------ Given passage ------
A Player hordes gold at his house, this becomes known and a dragon attacks to get the gold, and perhaps items for it's own horde in it's cave. This would make hording not a really good idea. He could be able to hire NPC guards to try and protect his piles of gold and the gold they are paid would become available again.

NPC thieves mug Players, break into a house and carry out whatever weight they can carry in gold. That gold winds up back in circulation.

Have banks, merchants, and Player crafters have to move gold & goods by caravan between cities. They may get attacked by NPC Orcs and lose some gold & goods, or they may make it safely to their destination.

This would limit the total gold in the game, and provide ways to keep too much of that gold from being kept out of circulation by Players hanging onto it. Anyone really rich is going to be a target for anyone who wants some of that gold for themselves.
 

Krellian

Visitor
Stratics Veteran
What about allowing a guild that conquers a certain aspect of the game such as a quantity of territory or trade - allow them to introduce a new currency form (silver, rubies, whatever) Automatically it would be a scarce item, and gradually monsters would drop it, vendors would stop trading in the old currency and adopt the new one if that guild holds their position long enough, say months.

Then you wouldn't have to have tons of gold sinks because players wouldn't lose pets, houses, or other assets (assuming there isn't a huge fee on them) and they could convert their old currency to the new at a loss.

If you had a lot of gold and wanted to keep that as the main currency, you'd have to team up with other guilds and take down the dominant one. Players would really determine the scarcity of a currency and there wouldn't be big losses to the less wealthy players. - Big money players aren't really put out of the game if they lose 10% of their 50 million.
------
** Task a **
In the forum discussion, what attacks a player who hoards gold at his house?
The forum discussion and the listing are unrelated material.
------ Data section ------
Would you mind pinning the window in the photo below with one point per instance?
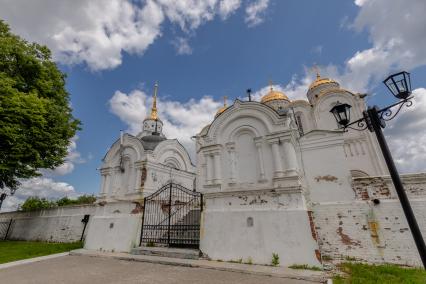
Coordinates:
(299, 124)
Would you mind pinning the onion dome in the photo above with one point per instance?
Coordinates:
(223, 108)
(273, 95)
(321, 81)
(149, 142)
(319, 86)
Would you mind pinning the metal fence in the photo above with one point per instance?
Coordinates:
(5, 227)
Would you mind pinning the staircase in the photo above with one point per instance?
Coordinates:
(167, 252)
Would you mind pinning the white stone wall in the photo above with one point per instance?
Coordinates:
(373, 233)
(115, 233)
(253, 226)
(62, 224)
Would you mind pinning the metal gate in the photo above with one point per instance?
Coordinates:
(171, 217)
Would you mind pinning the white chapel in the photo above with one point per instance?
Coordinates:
(136, 166)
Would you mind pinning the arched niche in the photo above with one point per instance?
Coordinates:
(358, 173)
(130, 146)
(324, 119)
(263, 118)
(172, 153)
(245, 154)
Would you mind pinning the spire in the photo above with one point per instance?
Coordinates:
(270, 85)
(154, 115)
(316, 70)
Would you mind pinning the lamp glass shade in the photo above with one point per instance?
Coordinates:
(342, 113)
(399, 84)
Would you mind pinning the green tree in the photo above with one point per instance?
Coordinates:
(35, 203)
(36, 121)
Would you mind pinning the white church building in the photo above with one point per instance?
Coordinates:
(273, 176)
(261, 166)
(136, 166)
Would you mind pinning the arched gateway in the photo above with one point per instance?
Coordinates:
(171, 217)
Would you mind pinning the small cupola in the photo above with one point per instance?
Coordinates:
(275, 99)
(320, 85)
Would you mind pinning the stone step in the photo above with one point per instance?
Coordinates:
(167, 252)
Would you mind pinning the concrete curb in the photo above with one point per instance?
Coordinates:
(222, 266)
(31, 260)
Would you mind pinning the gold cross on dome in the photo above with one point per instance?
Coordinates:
(316, 70)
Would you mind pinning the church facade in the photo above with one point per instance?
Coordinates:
(262, 165)
(277, 178)
(136, 166)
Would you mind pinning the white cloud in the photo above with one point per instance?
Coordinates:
(181, 120)
(255, 12)
(228, 7)
(182, 46)
(41, 187)
(398, 36)
(406, 135)
(97, 32)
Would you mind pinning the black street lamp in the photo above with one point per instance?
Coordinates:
(2, 197)
(374, 119)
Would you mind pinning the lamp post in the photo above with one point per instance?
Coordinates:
(374, 119)
(2, 197)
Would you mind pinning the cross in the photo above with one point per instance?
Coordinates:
(249, 94)
(315, 69)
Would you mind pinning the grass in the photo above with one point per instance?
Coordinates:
(305, 266)
(389, 274)
(17, 250)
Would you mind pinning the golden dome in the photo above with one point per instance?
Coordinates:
(320, 81)
(222, 109)
(273, 95)
(154, 115)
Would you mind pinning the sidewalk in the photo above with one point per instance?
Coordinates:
(279, 272)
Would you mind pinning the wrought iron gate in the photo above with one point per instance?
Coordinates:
(172, 217)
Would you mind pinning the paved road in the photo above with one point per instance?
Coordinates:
(92, 270)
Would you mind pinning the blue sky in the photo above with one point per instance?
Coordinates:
(200, 51)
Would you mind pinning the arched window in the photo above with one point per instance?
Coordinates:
(299, 123)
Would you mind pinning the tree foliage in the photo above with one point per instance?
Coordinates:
(36, 203)
(36, 121)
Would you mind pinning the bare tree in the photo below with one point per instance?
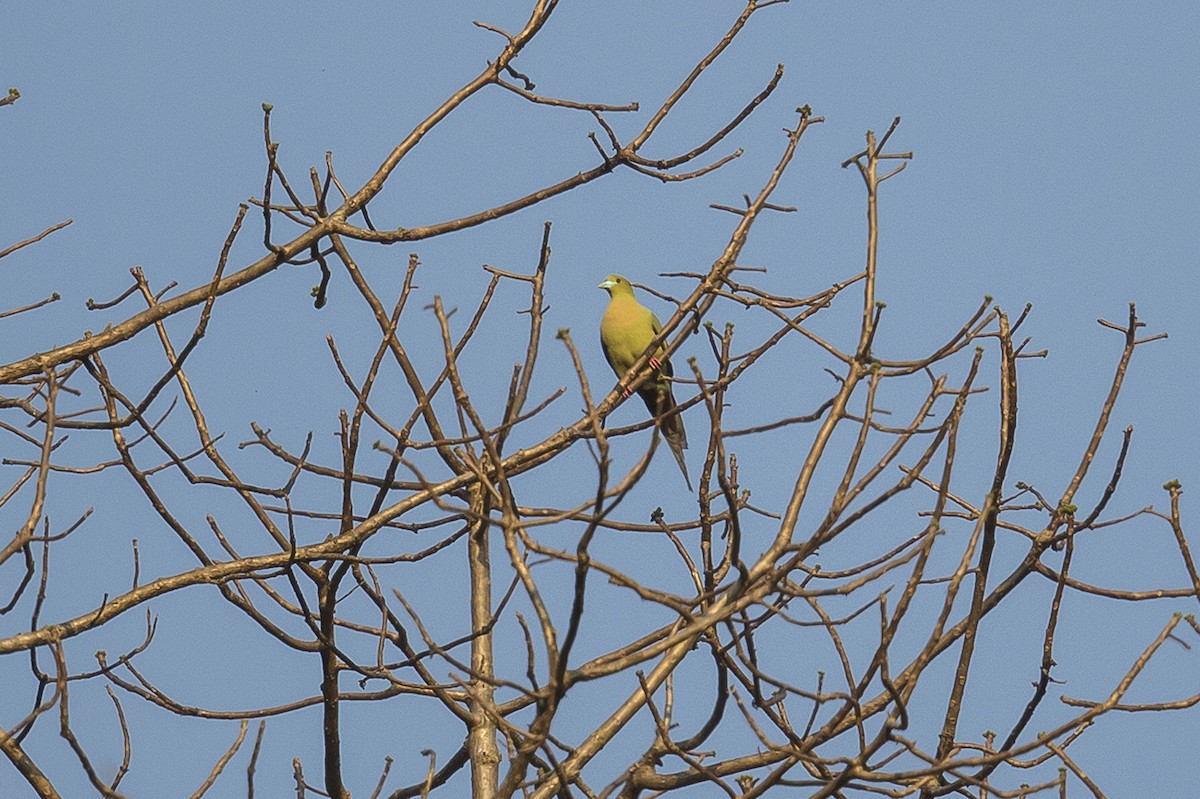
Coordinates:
(748, 665)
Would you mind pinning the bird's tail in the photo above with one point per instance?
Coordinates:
(660, 402)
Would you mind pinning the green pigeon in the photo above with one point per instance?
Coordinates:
(625, 331)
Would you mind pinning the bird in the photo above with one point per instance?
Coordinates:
(625, 331)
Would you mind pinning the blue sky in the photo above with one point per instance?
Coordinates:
(1051, 166)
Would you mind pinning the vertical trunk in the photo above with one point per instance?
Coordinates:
(329, 672)
(485, 756)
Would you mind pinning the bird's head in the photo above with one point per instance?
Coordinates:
(616, 284)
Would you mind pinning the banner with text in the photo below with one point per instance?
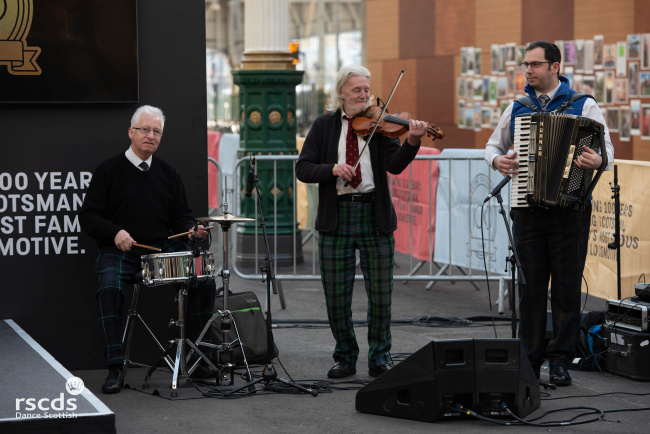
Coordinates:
(39, 212)
(600, 269)
(414, 199)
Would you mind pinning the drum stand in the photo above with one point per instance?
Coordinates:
(179, 365)
(131, 319)
(225, 349)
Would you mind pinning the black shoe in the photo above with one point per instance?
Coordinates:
(203, 371)
(560, 376)
(114, 381)
(342, 369)
(378, 370)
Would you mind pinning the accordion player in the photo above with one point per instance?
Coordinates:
(547, 144)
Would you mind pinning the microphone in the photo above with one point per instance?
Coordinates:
(498, 188)
(251, 178)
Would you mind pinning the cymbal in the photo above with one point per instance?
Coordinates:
(226, 218)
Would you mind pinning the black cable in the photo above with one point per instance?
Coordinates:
(486, 273)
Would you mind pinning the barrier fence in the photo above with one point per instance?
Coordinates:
(444, 228)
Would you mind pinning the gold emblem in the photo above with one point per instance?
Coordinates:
(275, 117)
(15, 22)
(255, 117)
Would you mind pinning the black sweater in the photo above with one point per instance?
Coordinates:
(150, 205)
(320, 153)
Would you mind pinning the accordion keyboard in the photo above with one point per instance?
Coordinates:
(521, 145)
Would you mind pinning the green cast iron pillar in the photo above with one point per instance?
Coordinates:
(268, 127)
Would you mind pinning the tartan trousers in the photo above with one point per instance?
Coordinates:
(115, 270)
(356, 229)
(553, 244)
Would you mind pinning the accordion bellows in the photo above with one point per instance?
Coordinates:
(546, 145)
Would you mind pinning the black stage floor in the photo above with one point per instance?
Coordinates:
(305, 344)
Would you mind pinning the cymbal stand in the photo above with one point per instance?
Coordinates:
(225, 349)
(269, 373)
(179, 366)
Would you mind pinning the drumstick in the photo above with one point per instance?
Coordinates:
(185, 233)
(147, 247)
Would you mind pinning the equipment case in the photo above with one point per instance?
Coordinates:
(628, 352)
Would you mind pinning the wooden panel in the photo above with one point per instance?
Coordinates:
(436, 89)
(382, 29)
(415, 19)
(497, 22)
(453, 26)
(552, 22)
(640, 149)
(404, 99)
(641, 16)
(455, 137)
(603, 17)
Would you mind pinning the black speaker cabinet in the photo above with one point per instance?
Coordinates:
(504, 376)
(425, 384)
(478, 374)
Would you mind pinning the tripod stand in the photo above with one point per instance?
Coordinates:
(179, 365)
(225, 221)
(269, 374)
(514, 265)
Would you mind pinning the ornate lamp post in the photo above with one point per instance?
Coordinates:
(267, 94)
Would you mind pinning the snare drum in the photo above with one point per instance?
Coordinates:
(163, 268)
(177, 267)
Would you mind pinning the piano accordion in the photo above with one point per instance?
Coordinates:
(546, 145)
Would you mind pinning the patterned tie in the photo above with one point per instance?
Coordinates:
(544, 100)
(352, 152)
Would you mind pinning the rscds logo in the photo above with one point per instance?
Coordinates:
(59, 407)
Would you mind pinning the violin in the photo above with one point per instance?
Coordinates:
(394, 125)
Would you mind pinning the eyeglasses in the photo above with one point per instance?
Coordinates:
(145, 131)
(535, 65)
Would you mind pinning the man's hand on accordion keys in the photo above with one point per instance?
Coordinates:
(589, 159)
(506, 164)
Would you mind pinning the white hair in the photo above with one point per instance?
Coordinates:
(154, 111)
(335, 101)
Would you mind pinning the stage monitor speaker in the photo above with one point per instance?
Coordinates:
(425, 385)
(478, 374)
(504, 376)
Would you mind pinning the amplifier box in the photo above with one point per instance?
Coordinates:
(642, 290)
(631, 314)
(628, 353)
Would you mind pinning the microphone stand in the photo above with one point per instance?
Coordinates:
(616, 244)
(514, 265)
(269, 373)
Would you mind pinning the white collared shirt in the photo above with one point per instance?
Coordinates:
(130, 155)
(367, 178)
(501, 140)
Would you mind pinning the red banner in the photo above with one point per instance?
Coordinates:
(213, 187)
(414, 199)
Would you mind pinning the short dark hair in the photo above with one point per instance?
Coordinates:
(551, 51)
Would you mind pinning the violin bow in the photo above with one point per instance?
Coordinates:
(381, 114)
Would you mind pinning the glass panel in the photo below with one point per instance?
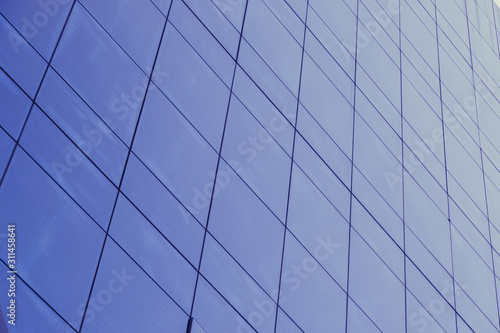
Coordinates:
(15, 106)
(59, 241)
(176, 153)
(69, 167)
(247, 229)
(122, 290)
(108, 80)
(142, 241)
(172, 219)
(192, 86)
(19, 60)
(262, 163)
(308, 293)
(83, 126)
(40, 22)
(135, 25)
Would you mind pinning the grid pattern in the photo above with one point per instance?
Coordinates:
(251, 165)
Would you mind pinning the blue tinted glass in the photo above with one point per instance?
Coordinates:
(69, 167)
(276, 123)
(135, 25)
(123, 290)
(246, 228)
(263, 164)
(214, 313)
(370, 280)
(285, 325)
(274, 44)
(6, 148)
(83, 126)
(163, 210)
(15, 106)
(308, 293)
(40, 22)
(41, 317)
(192, 86)
(358, 321)
(19, 60)
(237, 287)
(60, 240)
(108, 80)
(176, 153)
(214, 19)
(139, 238)
(202, 42)
(318, 225)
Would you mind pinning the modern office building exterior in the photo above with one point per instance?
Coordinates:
(234, 166)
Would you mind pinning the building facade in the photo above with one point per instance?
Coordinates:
(230, 166)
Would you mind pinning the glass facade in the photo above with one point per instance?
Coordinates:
(220, 166)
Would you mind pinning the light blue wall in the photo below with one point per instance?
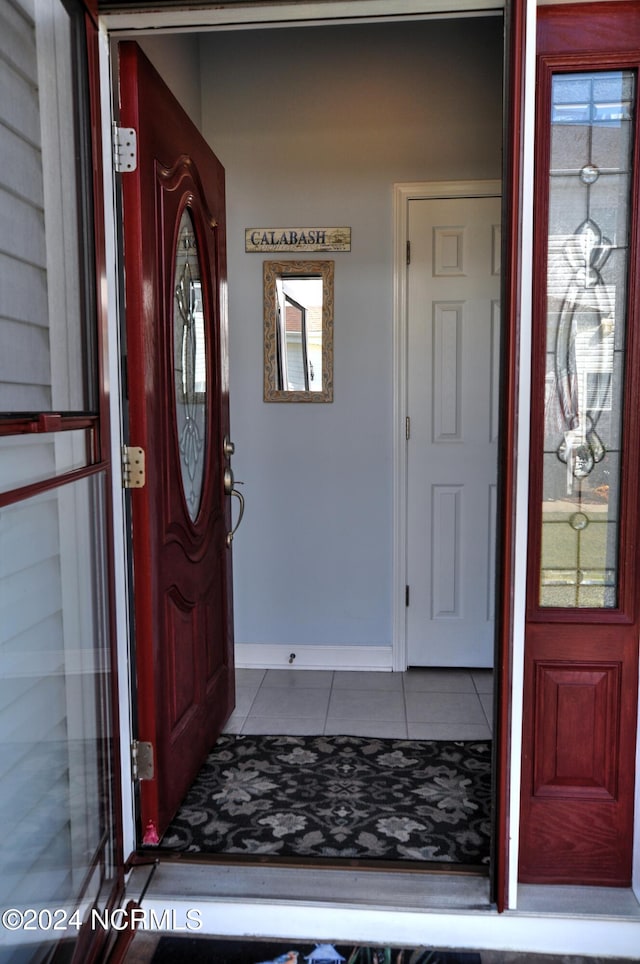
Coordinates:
(314, 126)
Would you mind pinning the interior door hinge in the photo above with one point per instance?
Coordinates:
(141, 760)
(125, 149)
(133, 467)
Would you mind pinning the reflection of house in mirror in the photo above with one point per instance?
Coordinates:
(301, 346)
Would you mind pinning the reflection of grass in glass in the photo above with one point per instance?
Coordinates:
(577, 563)
(385, 955)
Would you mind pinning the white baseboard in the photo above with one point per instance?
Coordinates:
(269, 656)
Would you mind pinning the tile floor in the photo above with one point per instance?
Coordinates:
(421, 704)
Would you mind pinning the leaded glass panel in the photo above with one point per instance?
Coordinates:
(587, 264)
(190, 365)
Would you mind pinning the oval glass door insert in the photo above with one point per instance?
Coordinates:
(190, 365)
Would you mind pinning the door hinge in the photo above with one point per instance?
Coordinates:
(141, 760)
(133, 467)
(125, 149)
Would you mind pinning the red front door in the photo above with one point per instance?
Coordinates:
(581, 652)
(175, 266)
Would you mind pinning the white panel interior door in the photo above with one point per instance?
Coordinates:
(453, 368)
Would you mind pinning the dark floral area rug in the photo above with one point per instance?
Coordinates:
(341, 797)
(186, 950)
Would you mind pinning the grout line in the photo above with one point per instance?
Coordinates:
(326, 715)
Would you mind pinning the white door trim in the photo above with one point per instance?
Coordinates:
(402, 194)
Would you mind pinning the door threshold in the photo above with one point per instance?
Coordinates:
(166, 879)
(144, 857)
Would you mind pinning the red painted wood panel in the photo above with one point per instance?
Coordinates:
(581, 665)
(182, 567)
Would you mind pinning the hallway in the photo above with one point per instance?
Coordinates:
(420, 704)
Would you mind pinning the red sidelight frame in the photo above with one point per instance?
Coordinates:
(578, 830)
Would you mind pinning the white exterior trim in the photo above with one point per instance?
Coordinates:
(519, 585)
(270, 656)
(402, 194)
(333, 922)
(252, 15)
(120, 537)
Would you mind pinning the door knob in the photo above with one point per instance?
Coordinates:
(239, 496)
(228, 481)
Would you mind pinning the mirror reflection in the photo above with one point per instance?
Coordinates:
(298, 331)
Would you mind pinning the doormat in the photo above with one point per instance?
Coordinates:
(190, 950)
(343, 797)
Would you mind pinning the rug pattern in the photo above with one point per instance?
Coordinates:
(340, 796)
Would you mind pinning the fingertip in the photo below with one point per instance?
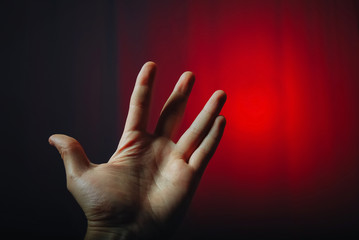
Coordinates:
(150, 64)
(186, 82)
(221, 94)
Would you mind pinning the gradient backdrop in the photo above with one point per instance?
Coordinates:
(288, 165)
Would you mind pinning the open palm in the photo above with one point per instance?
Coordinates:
(146, 186)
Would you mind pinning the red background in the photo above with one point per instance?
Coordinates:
(288, 163)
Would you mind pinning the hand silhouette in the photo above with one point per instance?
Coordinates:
(142, 192)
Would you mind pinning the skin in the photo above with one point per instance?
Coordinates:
(142, 192)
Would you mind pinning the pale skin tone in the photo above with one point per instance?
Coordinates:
(142, 192)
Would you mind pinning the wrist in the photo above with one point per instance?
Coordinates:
(108, 233)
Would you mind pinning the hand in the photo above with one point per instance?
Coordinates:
(142, 192)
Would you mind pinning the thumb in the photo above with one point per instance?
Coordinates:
(75, 159)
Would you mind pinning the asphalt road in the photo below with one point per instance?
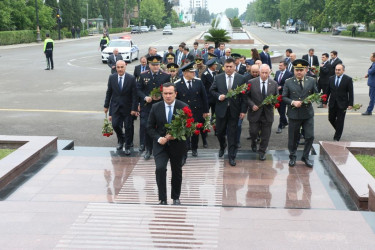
------
** Task b **
Please pick out every line of the listing that contains the string "reflection". Case counts.

** Correct answer a **
A dragon.

** Correct answer b **
Would you mind pinning the reflection of house in mirror in the photo above with one point per instance?
Would you mind pinning the reflection of grass in glass in the photo above with one point per instance?
Would you mind pinning the mirror reflection in the photo above with one point per instance?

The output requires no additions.